*GOAL OF THE EXERCISE*.
What you submit must be an exact copy of the listing below, with no images in it.

*** RECORD EXTRACTS Section Begins ***

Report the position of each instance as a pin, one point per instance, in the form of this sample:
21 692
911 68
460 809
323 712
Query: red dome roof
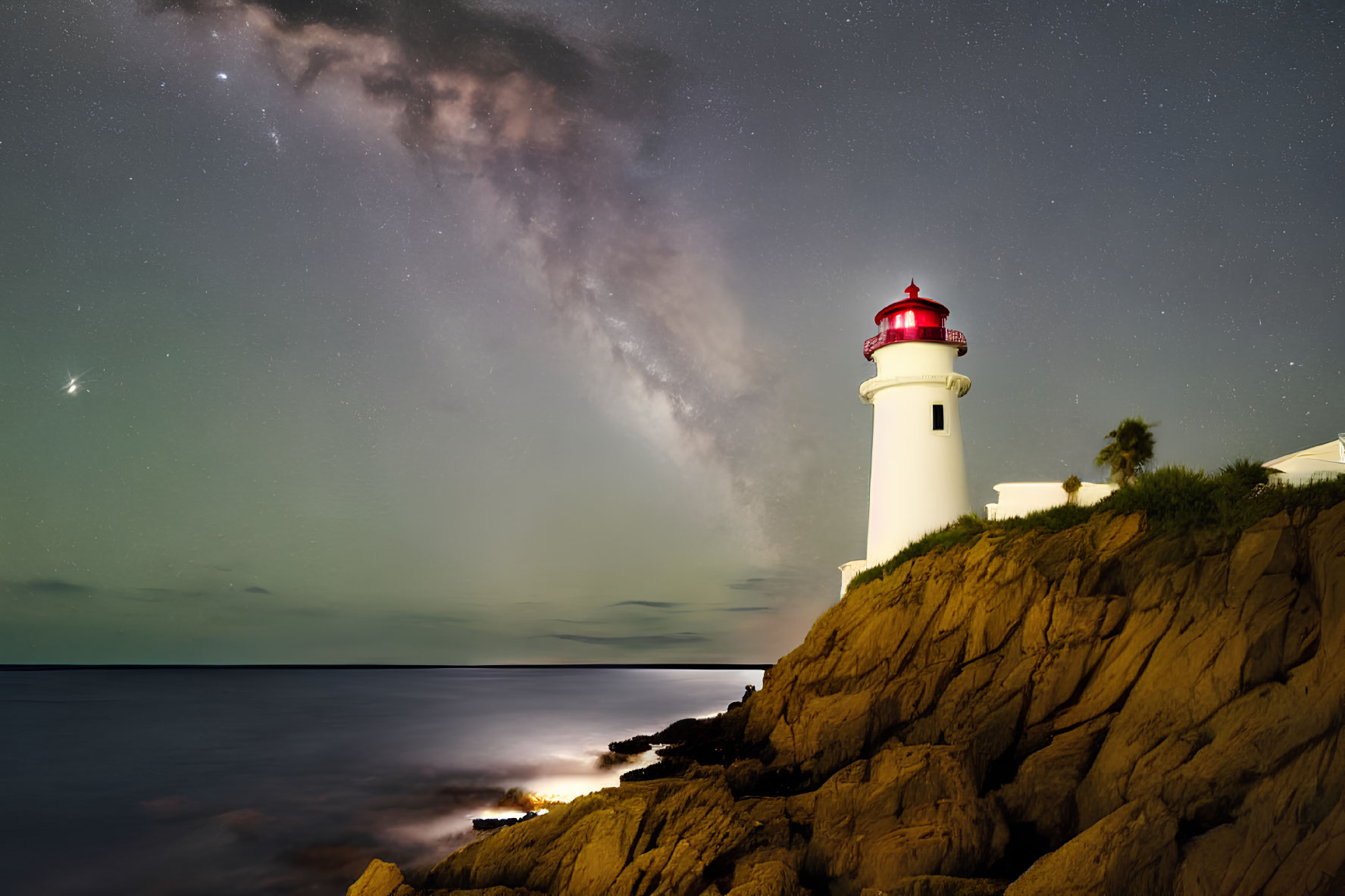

*** RECORD EXTRACTS Section Ends ***

*RESPONSE TO THIS EXERCISE*.
Report the position of each instance as a pin, one point per instance, in the form of this sample:
21 692
911 68
460 809
323 712
Query: red dome roof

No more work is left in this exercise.